==== Record excerpts
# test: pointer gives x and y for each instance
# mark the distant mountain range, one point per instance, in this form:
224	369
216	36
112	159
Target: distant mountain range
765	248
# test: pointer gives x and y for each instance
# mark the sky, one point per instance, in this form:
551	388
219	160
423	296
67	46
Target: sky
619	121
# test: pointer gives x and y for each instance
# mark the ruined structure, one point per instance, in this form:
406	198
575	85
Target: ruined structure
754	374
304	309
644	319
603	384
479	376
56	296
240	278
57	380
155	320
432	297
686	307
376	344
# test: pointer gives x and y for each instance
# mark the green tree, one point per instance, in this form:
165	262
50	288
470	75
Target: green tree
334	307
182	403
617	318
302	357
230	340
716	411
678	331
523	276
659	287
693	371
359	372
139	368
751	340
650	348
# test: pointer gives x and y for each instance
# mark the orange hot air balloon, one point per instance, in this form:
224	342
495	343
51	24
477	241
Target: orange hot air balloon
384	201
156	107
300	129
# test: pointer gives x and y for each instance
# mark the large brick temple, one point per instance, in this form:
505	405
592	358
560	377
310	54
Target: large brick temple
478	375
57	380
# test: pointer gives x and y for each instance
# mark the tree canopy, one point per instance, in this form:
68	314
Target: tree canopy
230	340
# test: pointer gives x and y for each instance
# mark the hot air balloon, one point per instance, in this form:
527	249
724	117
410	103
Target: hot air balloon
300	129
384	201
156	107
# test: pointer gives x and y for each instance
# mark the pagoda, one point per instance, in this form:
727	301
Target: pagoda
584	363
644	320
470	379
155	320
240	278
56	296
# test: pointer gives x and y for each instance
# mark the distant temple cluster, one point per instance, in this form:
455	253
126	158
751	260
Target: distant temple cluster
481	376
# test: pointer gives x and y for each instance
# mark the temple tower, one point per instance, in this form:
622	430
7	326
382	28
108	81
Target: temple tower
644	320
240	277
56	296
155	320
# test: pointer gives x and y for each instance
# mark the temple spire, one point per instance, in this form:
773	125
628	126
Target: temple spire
========
## What the task asks
Please transcribe the material above precisely as it stands.

## Response to this task
# test: pointer gives x and y for each instance
# mark the distant mountain range, one point per instance, in this form:
224	369
216	36
112	159
Target: distant mountain range
765	248
# test: pointer gives x and y for each instance
# mark the sky, one point per instance, in this form:
551	388
219	160
423	296
67	46
Target: sky
619	121
# test: pointer gives x and y for each instance
# mark the ruined structure, one point per instance, in this form:
406	198
575	85
Target: ruined structure
754	374
304	309
644	319
603	384
479	376
56	296
240	278
57	380
155	320
432	297
686	307
376	344
# test: pointer gives x and y for each instance
# mark the green tree, one point per instance, in this form:
165	262
50	288
470	75
Target: green tree
334	307
182	403
617	318
302	357
230	340
716	411
678	331
523	276
659	287
693	371
359	372
139	368
751	340
650	348
# test: pointer gives x and y for each instance
# mark the orange hot air balloon, one point per instance, in this form:
224	342
495	343
51	24
477	241
Target: orange hot air balloon
384	201
156	107
300	129
# test: pointer gives x and y for each instance
# mark the large brick temple, one point per instance, in this form:
505	405
592	358
560	377
310	54
Target: large brick temple
478	375
57	380
# test: pointer gives x and y for each instance
# mark the tree canopy, one point per instance, in this form:
68	314
Target: tree canopy
230	340
# test: pointer gives x and y for each instance
# mark the hot air balloon, one point per instance, in this form:
527	249
724	117
410	103
Target: hot air balloon
300	129
384	201
156	107
# test: pointer gives x and y for each instance
# mark the pagoda, one point per instance, in this form:
727	301
Target: pagoda
584	363
644	320
470	379
155	320
240	278
56	296
# test: pointer gives x and y for each instance
# mark the distant temple cluster, one point per instance, in this form:
455	253
126	158
751	260
Target: distant temple cluster
481	376
# test: pointer gives x and y for each instance
# mark the temple tower, one point per instance, in this form:
622	430
7	326
382	28
108	81
Target: temple tower
644	320
240	277
56	296
155	320
# test: pointer gives x and y for each instance
# mark the temple spire, one point per instance, in this form:
773	125
628	126
Target: temple spire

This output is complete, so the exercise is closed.